---------- PROVIDED PASSAGE ----------

As previously detailed, correct performance generally requires that the remote executor machine be the NFS client's primary translator machine (the one whose /afs directory is mounted at the /afs directory on the NFS client). The requirement holds for all users accessing AFS from the NFS client, so it is usually simplest to create the .AFSSERVER file in the NFS client's root directory. The main reason to create the file in a user's home directory or to set the AFSSERVER environment variable in the current command shell is that the user needs to switch to a different translator machine, perhaps because the original one has become inaccessible.

Similarly, it generally makes sense to create the .AFSCONF file in the NFS client's root directory. Creating it in the user's home directory or setting the AFSCONF environment variable in the current command shell is useful mostly when there is a reason to specify a different set of database server machines for the cell, perhaps in a testing situation.

---------- DATASET EXCERPTS ----------

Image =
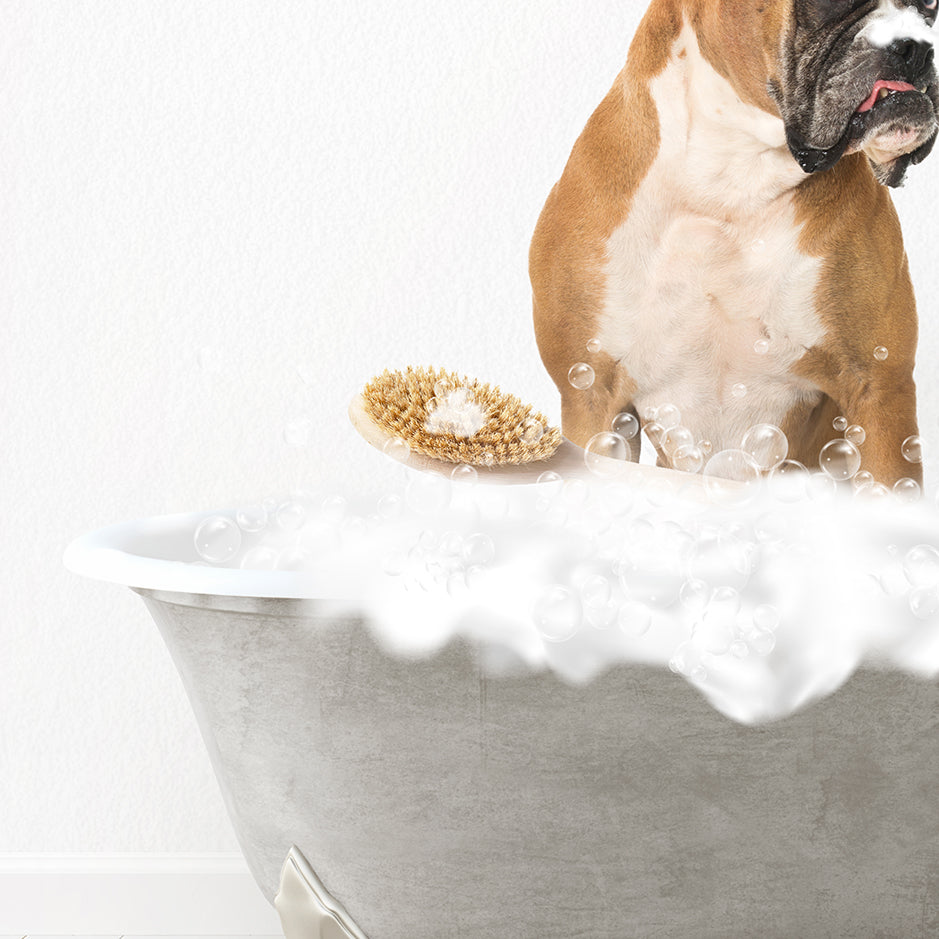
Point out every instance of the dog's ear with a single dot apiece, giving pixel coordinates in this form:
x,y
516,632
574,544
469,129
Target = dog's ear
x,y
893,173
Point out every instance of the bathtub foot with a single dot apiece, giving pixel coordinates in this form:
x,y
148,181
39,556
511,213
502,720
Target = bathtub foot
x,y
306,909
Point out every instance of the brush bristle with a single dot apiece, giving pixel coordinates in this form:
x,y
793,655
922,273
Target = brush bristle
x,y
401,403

----------
---------- DATASET EXCERPTS ----------

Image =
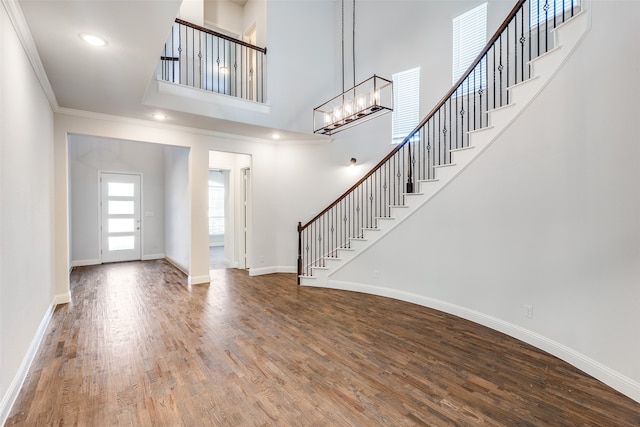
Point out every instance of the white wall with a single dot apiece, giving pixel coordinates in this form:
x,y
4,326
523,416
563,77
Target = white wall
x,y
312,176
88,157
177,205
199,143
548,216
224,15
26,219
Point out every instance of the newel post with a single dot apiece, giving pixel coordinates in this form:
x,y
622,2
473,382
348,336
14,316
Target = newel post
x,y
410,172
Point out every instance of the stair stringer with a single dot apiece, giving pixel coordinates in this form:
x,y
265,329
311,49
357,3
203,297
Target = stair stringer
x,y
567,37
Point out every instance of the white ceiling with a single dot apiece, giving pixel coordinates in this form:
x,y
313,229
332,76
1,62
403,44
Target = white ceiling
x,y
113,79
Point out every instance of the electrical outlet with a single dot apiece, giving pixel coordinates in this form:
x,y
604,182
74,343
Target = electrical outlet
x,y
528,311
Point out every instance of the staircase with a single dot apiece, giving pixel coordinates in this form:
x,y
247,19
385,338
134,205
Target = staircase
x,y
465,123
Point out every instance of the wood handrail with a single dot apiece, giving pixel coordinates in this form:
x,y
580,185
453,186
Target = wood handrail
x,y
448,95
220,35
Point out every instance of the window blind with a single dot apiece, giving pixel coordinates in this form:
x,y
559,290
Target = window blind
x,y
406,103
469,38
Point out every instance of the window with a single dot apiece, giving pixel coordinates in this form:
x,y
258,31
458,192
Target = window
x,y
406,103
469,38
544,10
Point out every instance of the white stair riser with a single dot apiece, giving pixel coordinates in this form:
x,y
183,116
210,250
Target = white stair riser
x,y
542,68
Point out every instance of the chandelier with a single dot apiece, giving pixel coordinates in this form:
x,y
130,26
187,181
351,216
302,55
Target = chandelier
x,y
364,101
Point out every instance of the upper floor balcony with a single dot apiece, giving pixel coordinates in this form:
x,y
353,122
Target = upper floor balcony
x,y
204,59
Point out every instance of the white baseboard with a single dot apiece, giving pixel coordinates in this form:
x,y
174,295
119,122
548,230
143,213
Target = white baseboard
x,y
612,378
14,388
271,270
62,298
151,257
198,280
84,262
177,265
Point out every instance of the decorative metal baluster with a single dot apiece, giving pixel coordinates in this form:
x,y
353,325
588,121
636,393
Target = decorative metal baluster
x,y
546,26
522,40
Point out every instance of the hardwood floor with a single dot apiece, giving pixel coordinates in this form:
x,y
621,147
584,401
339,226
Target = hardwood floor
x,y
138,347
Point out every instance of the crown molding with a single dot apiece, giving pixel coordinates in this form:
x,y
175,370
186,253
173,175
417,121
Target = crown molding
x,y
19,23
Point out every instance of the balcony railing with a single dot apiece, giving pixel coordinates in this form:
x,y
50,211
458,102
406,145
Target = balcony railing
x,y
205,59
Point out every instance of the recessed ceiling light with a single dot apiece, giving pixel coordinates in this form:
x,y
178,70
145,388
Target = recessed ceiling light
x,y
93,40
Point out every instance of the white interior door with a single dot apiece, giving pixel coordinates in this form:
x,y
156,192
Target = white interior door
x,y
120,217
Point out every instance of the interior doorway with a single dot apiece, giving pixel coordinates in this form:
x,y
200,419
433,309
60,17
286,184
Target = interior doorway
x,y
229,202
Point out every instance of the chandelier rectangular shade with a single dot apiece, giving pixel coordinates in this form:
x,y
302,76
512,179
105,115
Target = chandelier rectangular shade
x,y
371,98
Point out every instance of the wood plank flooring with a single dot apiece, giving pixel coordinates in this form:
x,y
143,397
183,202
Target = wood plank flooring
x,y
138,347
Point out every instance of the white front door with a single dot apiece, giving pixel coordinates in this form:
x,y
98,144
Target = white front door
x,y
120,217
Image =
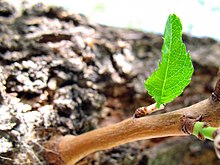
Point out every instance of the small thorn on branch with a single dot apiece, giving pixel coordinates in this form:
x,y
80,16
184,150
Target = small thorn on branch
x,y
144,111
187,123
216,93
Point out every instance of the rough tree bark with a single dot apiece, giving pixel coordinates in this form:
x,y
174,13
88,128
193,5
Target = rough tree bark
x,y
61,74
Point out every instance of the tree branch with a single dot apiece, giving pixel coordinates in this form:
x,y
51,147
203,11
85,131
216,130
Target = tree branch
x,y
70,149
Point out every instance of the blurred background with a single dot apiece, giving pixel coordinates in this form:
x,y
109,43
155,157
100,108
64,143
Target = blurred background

----------
---------- DATASET EXCERPTS ----------

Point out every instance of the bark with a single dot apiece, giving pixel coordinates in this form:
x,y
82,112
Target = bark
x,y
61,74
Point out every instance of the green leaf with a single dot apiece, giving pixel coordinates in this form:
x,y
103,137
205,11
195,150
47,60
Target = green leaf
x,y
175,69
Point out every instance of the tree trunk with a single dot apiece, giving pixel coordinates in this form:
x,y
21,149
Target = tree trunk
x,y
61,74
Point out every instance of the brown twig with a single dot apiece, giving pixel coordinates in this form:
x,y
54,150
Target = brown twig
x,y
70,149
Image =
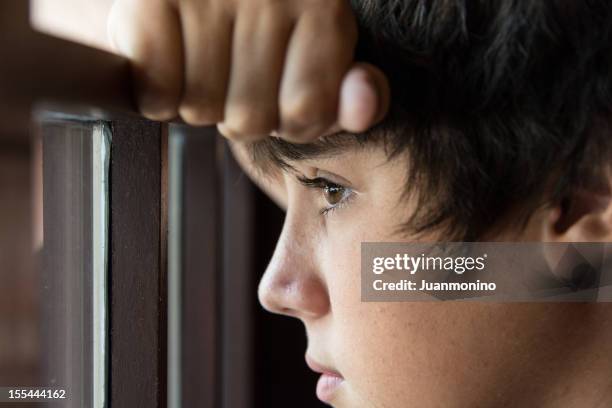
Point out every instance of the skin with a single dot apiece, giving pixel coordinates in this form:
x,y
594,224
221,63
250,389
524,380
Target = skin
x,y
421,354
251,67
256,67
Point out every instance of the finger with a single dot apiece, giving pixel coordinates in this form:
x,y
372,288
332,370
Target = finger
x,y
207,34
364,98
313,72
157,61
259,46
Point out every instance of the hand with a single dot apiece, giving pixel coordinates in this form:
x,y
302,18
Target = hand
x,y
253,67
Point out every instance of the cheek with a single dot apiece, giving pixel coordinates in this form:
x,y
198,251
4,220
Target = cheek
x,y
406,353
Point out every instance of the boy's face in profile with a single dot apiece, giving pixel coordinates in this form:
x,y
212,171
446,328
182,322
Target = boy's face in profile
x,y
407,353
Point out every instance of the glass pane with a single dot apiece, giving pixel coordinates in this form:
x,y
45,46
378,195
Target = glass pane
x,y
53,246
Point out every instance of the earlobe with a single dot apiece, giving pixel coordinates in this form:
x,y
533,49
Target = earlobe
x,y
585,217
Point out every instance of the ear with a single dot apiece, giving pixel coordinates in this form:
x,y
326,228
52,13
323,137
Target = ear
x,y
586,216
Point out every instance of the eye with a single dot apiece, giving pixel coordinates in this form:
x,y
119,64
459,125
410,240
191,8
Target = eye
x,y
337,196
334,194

----------

▶ **BRIEF**:
Extend the passage about setting up AFS access from an NFS client, picking up after its final sentence.

▶ **RESPONSE TO THE TASK**:
Delayed Writes for Files Saved on NFS Client Machines

When an application running on an AFS client machine issues the close or fsync system call on a file, the Cache Manager by default performs a synchronous write of the data to the File Server. (For further discussion, see AFS Implements Save on Close and Enabling Asynchronous Writes.)

To avoid degrading performance for the AFS users working on a translator machine, AFS does not perform synchronous writes for applications running on the translator machine's NFS clients. Instead, one of the Cache Manager daemons (the maintenance daemon) checks every 60 seconds for chunks in the cache that contain data saved on NFS clients, and writes their contents to the File Server. This does not guarantee that data saved on NFS clients is written to the File Server within 60 seconds, but only that the maintenance daemon checks for and begins the write of data at that interval.

Furthermore, AFS always ignores the fsync system call as issued on an NFS client. The call requires an immediate and possibly time-consuming response from the File Server, which potentially causes delays for other AFS clients of the File Server. NFS version 3 automatically issues the fsync system call directly after the close call, but the Cache Manager ignores it and handles the operation just like a regular close.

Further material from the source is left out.